◆ **Document**:
□ □ □
- Born: April 13, 1950 (age 76)
- Occupations: Executive consultant, lawyer, community volunteer
- Employer(s): Steve Parrish Consulting Group, LLC
- Known for: Former Senior Vice President for Corporate Affairs at Altria Group, support for FDA regulation of tobacco
- Board member of: Safe Horizon (Chair) Stamford Symphony<bt>Tony La Russa's Animal Rescue Foundation Carleton College, League of American Orchestras

= Steven C. Parrish =

American lawyer, executive and consultant (born 1950)

Steven C. Parrish (born April 13, 1950) is a C-Suite executive consultant, American lawyer, Chair Safe Horizon, and community volunteer. Until 2008, he was an executive for Altria Group Inc. (formerly Philip Morris Companies, Inc.) where he was a Senior Vice President for Corporate Affairs.

For more than a decade, Steve Parrish supported proposals to grant the Federal Food and Drug Administration (FDA) authority to regulate the tobacco industry. His efforts were documented in network news broadcasts and national publications, including ABC's "Peter Jennings Reporting from the Tobacco File," a New York Times Magazine cover story "If It's Good for Philip Morris, Can It Also Be Good for Public Health?" and the national best-seller, A Question of Intent by former FDA Chairman Dr. David Kessler. After the passage of the landmark bill granting FDA regulatory authority over the tobacco industry, a 2009 New York Times article quoted Parrish as congratulating Dr. Kessler. "Congratulations on the Senate vote today," he wrote. Truly historic and it WILL save lives. You were a pioneer; I only wish I had been there with you in the beginning. Better late than never, I guess." To which Dr. Kessler replied, "Congratulations to you - you were key."
□ □ □
(Records from a data collection)
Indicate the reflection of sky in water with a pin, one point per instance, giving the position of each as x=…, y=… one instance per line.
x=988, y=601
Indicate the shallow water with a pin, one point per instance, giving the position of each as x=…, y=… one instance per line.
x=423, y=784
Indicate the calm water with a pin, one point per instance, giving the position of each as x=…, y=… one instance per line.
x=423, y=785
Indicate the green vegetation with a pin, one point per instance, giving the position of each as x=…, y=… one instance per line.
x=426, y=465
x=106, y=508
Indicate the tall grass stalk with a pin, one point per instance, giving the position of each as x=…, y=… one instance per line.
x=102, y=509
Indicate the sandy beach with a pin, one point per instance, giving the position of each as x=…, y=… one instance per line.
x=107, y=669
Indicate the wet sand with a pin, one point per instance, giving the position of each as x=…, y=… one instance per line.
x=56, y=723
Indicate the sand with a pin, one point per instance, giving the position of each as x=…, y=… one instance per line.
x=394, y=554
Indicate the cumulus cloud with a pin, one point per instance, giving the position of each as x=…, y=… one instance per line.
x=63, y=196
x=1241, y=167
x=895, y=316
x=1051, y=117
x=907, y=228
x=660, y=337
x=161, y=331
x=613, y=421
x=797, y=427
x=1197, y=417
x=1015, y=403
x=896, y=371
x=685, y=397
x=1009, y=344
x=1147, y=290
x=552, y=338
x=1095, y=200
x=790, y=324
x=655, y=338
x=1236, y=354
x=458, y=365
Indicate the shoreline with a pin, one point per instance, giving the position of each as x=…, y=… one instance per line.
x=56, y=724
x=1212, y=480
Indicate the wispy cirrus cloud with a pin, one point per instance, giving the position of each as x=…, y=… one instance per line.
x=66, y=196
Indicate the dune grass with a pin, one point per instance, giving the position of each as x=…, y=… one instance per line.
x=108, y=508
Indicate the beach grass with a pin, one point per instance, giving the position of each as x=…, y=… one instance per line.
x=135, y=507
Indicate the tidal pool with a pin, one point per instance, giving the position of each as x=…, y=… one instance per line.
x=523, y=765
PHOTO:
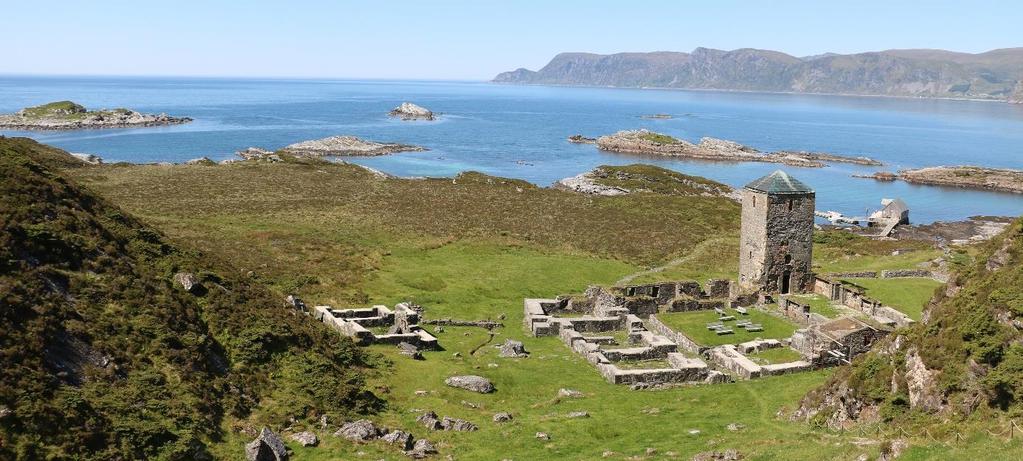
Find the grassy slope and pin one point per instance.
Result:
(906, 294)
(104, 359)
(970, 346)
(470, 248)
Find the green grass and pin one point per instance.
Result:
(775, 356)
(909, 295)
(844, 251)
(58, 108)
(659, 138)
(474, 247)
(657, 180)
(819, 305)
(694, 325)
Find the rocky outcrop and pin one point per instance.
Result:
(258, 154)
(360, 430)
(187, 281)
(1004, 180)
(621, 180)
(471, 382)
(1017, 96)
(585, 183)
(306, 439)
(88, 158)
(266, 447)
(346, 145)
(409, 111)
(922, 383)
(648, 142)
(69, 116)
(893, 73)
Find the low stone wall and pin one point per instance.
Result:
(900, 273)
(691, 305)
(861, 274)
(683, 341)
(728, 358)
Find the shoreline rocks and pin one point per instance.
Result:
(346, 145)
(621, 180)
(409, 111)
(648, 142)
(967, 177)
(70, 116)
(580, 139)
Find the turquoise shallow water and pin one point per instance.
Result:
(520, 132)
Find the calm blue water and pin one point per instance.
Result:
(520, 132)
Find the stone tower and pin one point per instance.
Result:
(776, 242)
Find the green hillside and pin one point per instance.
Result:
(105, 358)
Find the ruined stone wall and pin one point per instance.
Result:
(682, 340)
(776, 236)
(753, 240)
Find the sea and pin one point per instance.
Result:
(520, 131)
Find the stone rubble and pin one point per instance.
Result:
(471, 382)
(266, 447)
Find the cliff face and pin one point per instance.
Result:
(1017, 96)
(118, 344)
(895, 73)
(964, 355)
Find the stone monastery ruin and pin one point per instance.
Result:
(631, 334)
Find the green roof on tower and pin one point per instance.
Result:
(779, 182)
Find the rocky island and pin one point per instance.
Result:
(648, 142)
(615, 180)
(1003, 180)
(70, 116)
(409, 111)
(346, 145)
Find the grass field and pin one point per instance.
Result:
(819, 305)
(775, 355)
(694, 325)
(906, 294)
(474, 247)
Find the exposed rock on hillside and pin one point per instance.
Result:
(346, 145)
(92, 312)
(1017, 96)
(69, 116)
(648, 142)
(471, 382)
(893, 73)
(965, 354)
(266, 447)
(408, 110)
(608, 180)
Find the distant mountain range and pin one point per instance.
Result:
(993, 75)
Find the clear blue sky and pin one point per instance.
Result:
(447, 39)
□ □ □
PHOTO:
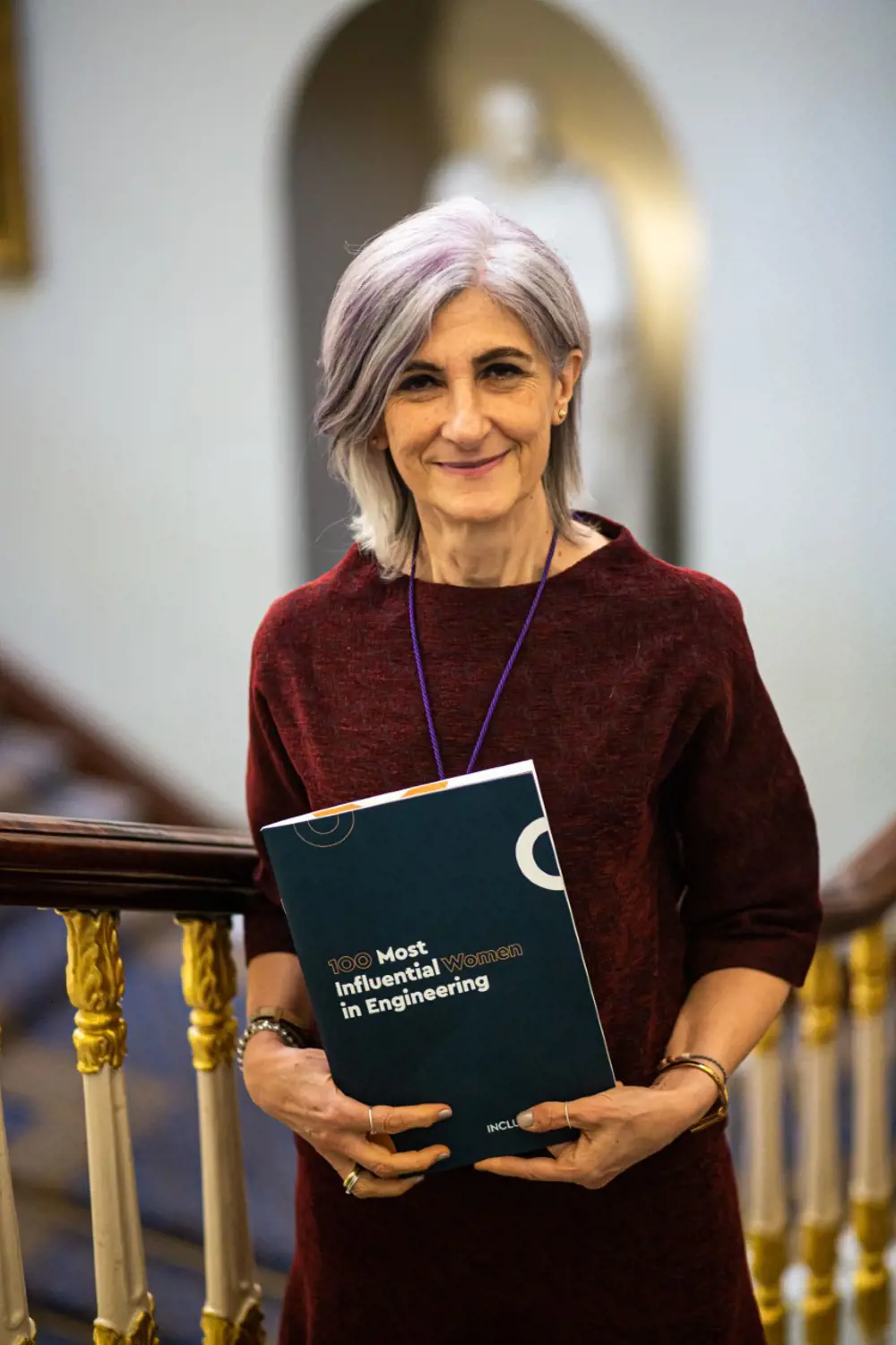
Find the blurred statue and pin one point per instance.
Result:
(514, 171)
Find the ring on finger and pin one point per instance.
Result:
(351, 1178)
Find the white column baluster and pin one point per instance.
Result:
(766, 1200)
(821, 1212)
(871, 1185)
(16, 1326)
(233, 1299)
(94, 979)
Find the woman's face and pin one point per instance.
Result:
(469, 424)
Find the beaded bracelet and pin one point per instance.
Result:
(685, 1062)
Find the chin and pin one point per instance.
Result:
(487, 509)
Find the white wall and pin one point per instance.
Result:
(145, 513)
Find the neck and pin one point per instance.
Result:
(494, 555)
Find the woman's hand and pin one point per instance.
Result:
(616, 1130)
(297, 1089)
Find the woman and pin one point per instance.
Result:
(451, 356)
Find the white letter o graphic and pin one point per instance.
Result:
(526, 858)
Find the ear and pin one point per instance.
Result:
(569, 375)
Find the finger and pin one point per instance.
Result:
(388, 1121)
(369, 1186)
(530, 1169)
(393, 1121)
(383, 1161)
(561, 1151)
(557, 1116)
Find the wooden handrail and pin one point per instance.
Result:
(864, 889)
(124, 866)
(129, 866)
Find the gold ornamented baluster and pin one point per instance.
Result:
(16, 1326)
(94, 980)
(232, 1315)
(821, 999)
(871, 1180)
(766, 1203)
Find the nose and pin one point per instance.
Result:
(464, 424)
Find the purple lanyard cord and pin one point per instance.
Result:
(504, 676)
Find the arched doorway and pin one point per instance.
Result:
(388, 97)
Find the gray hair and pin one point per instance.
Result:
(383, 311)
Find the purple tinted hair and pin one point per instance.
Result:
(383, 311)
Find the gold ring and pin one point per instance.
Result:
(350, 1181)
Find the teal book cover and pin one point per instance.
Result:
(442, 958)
□ □ □
◆ **Directions**:
1. Which network news broadcasts and national publications does the Steven C. Parrish biography say documented his efforts to support FDA regulation of tobacco?
2. Can you turn the paragraph of the Steven C. Parrish biography that begins "Steven C. Parrish (born April 13, 1950)" into a short bulleted list that keeps its main facts?
3. Would you copy the passage of the Steven C. Parrish biography between "- Born: April" and "consultant (born 1950)", inclusive?

◆ **Solutions**:
1.
- ABC's "Peter Jennings Reporting from the Tobacco File"
- A New York Times Magazine cover story, "If It's Good for Philip Morris, Can It Also Be Good for Public Health?"
- A Question of Intent, the national best-seller by former FDA Chairman Dr. David Kessler

2.
- Born April 13, 1950
- C-Suite executive consultant, American lawyer, and community volunteer
- Chair of Safe Horizon
- Executive at Altria Group Inc. (formerly Philip Morris Companies, Inc.) until 2008
- Held the post of Senior Vice President for Corporate Affairs there

3.
- Born: April 13, 1950 (age 76)
- Occupations: Executive consultant, lawyer, community volunteer
- Employer(s): Steve Parrish Consulting Group, LLC
- Known for: Former Senior Vice President for Corporate Affairs at Altria Group, support for FDA regulation of tobacco
- Board member of: Safe Horizon (Chair) Stamford Symphony<bt>Tony La Russa's Animal Rescue Foundation Carleton College, League of American Orchestras

= Steven C. Parrish =

American lawyer, executive and consultant (born 1950)